• Aim of the exercise
What you return must match the data below exactly, minus any pictures.

• Provided data
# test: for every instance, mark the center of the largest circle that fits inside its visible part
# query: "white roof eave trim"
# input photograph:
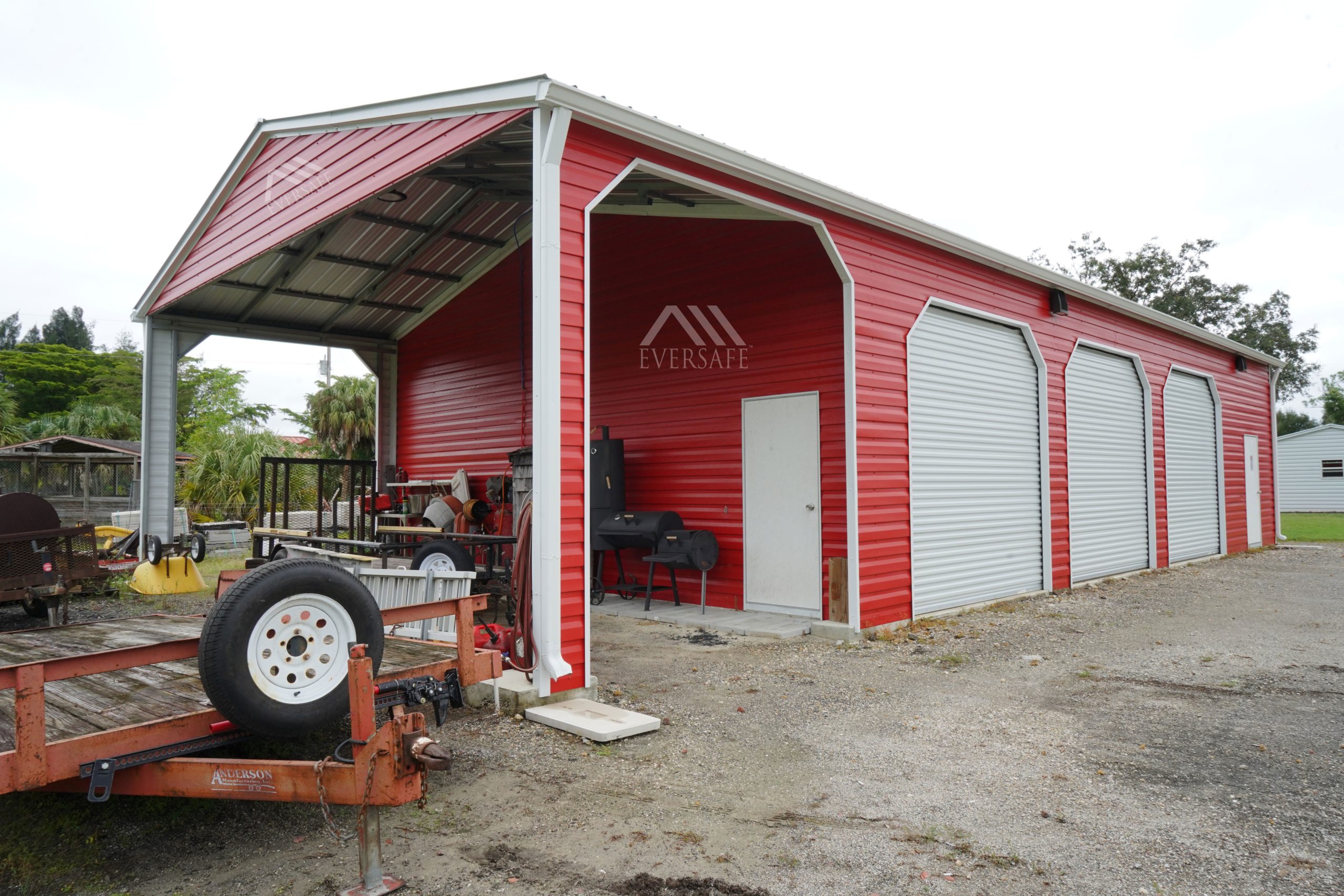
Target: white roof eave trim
(623, 120)
(647, 129)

• Task answer
# test: for every instance, mark the center of the largest circle that fits inside its visible part
# query: "white roof eave trim"
# input photograph:
Target: white roof eave trim
(623, 120)
(647, 129)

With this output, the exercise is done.